Given records:
- - -
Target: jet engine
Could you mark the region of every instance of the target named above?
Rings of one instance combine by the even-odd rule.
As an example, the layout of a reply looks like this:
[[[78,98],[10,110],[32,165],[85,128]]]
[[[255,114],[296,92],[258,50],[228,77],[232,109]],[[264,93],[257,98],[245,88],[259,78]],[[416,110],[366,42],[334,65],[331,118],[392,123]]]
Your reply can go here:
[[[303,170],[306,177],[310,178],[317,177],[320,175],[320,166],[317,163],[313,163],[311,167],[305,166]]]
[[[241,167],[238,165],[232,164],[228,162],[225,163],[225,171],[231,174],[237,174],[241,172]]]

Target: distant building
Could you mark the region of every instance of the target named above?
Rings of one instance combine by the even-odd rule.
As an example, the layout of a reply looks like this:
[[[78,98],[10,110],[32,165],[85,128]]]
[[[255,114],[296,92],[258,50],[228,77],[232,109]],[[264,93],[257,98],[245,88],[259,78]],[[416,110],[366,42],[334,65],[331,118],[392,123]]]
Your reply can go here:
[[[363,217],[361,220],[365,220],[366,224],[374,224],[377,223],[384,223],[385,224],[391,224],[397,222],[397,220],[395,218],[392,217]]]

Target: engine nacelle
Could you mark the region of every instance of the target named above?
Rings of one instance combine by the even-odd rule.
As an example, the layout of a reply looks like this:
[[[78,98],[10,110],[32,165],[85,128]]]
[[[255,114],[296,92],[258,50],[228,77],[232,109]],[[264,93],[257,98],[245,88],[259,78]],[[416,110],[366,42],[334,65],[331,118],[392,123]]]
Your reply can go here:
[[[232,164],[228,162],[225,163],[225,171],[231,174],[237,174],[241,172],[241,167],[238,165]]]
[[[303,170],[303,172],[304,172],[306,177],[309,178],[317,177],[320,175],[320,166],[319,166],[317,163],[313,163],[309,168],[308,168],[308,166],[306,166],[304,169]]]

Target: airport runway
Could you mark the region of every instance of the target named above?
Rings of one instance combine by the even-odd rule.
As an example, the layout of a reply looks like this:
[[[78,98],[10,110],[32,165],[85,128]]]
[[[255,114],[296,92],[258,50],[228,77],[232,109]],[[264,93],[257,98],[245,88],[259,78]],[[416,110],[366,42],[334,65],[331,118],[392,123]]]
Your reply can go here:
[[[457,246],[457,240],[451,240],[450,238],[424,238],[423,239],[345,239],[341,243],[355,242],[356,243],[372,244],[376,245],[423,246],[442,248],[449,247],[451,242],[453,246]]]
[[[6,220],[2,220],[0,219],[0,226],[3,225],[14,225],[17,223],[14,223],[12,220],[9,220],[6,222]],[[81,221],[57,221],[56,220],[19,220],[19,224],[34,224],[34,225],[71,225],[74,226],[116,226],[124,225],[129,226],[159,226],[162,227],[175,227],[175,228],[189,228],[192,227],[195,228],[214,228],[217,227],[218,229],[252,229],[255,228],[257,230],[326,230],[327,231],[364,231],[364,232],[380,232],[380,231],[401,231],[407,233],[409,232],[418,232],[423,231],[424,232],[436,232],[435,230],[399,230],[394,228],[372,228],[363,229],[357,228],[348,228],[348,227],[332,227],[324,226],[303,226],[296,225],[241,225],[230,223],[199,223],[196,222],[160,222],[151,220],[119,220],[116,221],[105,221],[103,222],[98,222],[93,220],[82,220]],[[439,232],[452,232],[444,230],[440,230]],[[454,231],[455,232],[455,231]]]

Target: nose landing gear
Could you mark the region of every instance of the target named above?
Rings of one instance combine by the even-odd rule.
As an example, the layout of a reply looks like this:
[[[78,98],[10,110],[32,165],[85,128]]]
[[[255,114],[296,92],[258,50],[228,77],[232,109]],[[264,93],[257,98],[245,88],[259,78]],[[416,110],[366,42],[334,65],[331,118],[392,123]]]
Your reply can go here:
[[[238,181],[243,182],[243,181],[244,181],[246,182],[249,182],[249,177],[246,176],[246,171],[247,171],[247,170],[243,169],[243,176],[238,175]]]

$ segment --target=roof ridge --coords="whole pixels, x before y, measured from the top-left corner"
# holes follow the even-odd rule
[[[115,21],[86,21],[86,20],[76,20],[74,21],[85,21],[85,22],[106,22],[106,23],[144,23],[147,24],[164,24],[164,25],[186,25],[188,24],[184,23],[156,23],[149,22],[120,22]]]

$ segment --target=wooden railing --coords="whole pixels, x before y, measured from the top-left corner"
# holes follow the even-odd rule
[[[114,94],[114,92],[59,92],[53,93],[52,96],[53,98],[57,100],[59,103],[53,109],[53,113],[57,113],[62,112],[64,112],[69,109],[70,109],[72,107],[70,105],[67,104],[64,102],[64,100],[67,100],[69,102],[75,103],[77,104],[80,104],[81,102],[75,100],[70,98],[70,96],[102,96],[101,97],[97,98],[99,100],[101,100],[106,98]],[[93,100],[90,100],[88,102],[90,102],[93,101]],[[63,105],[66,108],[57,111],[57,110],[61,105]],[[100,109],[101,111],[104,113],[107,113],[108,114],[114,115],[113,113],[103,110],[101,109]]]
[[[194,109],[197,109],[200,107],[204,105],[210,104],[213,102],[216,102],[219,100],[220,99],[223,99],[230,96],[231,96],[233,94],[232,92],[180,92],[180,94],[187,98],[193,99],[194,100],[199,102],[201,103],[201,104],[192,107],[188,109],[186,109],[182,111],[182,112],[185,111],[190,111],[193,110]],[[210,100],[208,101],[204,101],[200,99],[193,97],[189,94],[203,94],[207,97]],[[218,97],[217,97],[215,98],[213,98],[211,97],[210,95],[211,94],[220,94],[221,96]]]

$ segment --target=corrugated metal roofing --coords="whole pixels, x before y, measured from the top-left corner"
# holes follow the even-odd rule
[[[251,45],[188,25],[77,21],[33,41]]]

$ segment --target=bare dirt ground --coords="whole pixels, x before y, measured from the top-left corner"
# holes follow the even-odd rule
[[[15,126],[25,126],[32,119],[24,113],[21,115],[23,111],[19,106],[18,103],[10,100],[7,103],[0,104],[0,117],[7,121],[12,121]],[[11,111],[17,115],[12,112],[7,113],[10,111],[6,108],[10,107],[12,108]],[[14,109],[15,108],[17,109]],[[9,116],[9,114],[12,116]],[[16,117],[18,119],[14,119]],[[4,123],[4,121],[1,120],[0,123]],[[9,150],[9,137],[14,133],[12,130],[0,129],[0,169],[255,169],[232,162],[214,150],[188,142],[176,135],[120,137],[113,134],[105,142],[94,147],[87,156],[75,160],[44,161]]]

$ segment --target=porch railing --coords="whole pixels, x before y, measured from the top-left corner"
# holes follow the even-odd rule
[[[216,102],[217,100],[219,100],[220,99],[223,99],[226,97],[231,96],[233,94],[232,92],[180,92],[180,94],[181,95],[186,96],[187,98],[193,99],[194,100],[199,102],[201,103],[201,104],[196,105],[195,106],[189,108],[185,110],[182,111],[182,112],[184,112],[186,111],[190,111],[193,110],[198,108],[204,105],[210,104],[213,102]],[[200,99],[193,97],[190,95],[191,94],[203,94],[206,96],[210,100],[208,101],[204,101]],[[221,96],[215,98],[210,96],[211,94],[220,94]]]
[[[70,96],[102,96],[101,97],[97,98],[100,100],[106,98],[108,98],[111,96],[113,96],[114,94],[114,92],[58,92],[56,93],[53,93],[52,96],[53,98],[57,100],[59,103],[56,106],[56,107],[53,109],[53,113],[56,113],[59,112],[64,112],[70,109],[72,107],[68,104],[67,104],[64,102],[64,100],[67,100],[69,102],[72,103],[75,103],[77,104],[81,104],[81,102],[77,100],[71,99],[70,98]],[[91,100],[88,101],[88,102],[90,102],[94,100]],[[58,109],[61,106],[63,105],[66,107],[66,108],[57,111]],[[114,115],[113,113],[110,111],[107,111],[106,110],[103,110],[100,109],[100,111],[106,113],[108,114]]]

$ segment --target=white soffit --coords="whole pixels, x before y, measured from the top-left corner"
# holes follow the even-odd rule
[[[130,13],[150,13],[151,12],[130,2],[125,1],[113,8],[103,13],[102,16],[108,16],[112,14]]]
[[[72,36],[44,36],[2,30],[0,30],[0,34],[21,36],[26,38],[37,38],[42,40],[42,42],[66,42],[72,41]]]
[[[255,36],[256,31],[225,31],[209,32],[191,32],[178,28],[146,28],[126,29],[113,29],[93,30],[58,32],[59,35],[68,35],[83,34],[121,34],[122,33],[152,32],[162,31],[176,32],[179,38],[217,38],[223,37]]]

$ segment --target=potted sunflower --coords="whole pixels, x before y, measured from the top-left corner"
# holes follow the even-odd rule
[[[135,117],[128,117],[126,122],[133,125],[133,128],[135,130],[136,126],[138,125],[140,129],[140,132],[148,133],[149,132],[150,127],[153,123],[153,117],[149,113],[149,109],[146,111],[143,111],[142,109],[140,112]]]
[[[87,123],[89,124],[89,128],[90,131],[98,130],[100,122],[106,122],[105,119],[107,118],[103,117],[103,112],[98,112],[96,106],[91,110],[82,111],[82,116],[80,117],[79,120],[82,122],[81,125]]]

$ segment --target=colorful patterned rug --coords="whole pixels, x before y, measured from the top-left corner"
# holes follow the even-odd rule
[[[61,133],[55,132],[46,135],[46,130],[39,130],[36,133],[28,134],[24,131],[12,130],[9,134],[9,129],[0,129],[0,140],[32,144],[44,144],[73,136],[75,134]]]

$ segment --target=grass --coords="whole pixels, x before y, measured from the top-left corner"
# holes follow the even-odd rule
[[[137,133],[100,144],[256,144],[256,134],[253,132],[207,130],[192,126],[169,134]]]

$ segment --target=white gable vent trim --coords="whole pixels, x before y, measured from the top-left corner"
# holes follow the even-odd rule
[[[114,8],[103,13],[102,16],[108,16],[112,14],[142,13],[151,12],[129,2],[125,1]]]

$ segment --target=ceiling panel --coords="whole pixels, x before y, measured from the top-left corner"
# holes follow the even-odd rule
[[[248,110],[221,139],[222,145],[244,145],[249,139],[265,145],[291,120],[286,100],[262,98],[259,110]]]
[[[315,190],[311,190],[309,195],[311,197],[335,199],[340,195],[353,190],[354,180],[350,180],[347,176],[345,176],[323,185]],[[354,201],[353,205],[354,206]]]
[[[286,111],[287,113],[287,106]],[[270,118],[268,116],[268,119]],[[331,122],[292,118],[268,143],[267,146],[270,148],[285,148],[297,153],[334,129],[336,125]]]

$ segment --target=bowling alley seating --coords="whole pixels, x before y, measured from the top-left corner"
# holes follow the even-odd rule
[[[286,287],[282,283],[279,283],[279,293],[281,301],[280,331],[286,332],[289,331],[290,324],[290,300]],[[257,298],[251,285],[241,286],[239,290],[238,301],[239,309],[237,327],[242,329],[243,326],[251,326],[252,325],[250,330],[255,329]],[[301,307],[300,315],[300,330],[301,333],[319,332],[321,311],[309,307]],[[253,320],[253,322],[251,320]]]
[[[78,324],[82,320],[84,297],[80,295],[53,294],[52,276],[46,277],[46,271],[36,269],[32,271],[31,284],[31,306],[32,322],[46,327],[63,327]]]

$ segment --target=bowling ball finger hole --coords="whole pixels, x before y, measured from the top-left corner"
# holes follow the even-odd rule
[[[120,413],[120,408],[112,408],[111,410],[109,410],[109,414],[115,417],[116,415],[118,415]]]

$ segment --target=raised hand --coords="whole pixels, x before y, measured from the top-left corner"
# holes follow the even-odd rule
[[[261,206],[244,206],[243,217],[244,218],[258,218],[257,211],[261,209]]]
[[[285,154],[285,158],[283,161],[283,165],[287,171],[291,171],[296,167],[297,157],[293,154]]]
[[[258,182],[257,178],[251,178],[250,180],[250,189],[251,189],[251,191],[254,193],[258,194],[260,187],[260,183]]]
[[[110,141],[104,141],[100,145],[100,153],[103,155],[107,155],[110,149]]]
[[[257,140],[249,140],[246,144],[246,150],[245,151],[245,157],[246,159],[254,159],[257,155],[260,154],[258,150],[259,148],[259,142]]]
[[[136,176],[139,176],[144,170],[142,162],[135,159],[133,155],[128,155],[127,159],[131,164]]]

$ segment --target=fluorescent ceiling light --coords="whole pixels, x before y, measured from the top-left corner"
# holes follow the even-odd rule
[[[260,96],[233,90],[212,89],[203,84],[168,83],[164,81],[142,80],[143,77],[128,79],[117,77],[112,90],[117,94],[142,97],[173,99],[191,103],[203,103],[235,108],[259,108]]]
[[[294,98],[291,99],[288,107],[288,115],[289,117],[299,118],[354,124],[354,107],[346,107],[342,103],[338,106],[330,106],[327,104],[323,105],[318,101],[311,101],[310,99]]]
- - -
Instructions to follow: Tally the lines of the records above that contain the string "railing". Reply with the number alone.

Answer for this exercise: 2